▸ WORK TO BE COMPLETED
Reproduce the listing below word for word, from start to finish, but leave out the pictures.

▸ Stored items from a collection
^^^^

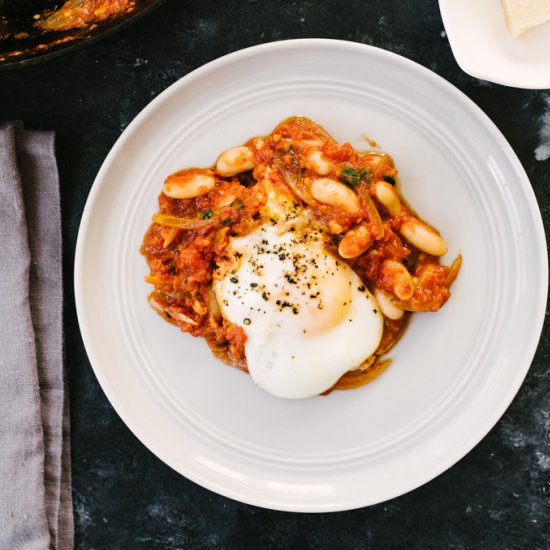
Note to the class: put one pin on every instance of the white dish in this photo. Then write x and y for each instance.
(454, 372)
(484, 48)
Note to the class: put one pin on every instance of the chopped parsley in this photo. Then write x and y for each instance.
(352, 177)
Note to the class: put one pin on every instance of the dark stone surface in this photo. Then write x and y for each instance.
(496, 497)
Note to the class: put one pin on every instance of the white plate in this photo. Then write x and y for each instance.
(454, 372)
(484, 48)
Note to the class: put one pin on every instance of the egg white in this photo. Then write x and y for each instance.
(306, 314)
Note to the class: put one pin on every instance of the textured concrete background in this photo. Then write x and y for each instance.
(496, 497)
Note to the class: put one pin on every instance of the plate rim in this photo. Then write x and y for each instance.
(465, 62)
(212, 66)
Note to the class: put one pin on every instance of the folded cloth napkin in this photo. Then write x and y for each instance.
(35, 481)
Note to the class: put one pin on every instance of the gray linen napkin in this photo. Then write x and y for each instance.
(35, 487)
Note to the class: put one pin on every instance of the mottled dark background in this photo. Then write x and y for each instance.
(496, 497)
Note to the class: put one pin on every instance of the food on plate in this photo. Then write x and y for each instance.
(523, 15)
(296, 258)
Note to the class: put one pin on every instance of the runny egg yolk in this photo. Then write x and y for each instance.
(306, 314)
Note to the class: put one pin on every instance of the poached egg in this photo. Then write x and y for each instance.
(307, 316)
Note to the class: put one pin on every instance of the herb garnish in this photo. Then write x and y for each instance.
(352, 177)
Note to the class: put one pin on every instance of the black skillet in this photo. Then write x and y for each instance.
(24, 38)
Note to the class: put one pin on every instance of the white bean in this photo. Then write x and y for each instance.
(189, 184)
(334, 193)
(423, 237)
(234, 161)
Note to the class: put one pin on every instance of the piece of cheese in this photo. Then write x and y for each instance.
(523, 15)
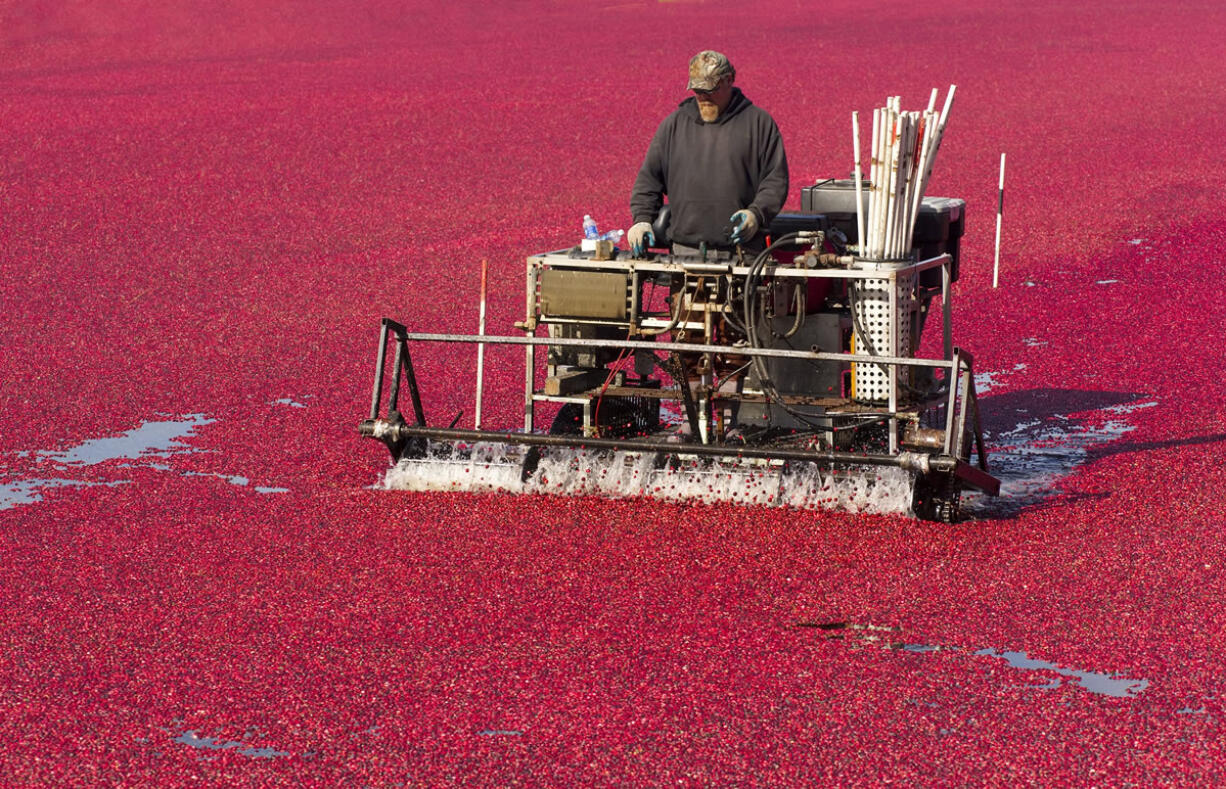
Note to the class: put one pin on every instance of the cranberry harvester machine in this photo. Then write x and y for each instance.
(772, 377)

^^^^

▸ FINAL ANSWER
Note to the class: put one pin on every instance of the white dish in this photo. Then write x and y for each instance.
(454, 372)
(484, 48)
Note to the class: put one pin on every instance of the chopped parsley in this photo. Then write x and y for each instance.
(352, 177)
Note to the class: put one pin on every instance of the dark stone surface in this photo. Then write x and y for each instance.
(496, 497)
Note to the class: put one pin on every instance of the white plate in this photo. Then write x and y for each instance.
(454, 372)
(484, 48)
Note to the class: put one pin on every instance of the egg white in this photo. Then write x and y for each instance.
(306, 314)
Note to the class: put one pin on every instance of the textured concrete background in this photo. Then write x and y for each instance.
(496, 497)
Note to the class: put one pin on every instance of the plate rim in this photo. Then write x and y for each instance.
(465, 62)
(212, 66)
Note to the class: put one pin on every instance of the folded cloth napkin in this photo. Then write x and y for each instance.
(35, 481)
Note to the class: put one pin on every instance of the gray linen napkin in this photo. Then write x and y for each instance.
(35, 487)
Note to the class: put one pin on every instance of the mottled dark background in this photo. Then write x and y for each instance.
(496, 497)
Note to the class: put one pin on every instance of the food on plate in this photo. Then write x and y for each instance.
(523, 15)
(296, 258)
Note to the class: put one pin on every instance of the runny egg yolk in this photo. Then write x and y for each instance.
(306, 314)
Note to the class: put one pin on every instance of the poached egg in this photo. Then write x and y for each instance.
(307, 316)
Note to the class: put one pin on every instance of the herb garnish in this photo. Then write x and y for each instance.
(352, 177)
Note to the class: put one pin on every instance of the black skillet in this photo. Then write x and y for each instance.
(24, 38)
Note to the class: put one pin on every instance of the white bean in this photo. Then write x and y for each instance.
(189, 184)
(334, 193)
(423, 237)
(234, 161)
Note to the class: put one pin on every instance of the piece of cheese in this photo. Then write x and y for each instance.
(523, 15)
Note to the class: put one pin on every instance of the cranberry harvester machine in this photo. Then write x and y for each instance.
(772, 377)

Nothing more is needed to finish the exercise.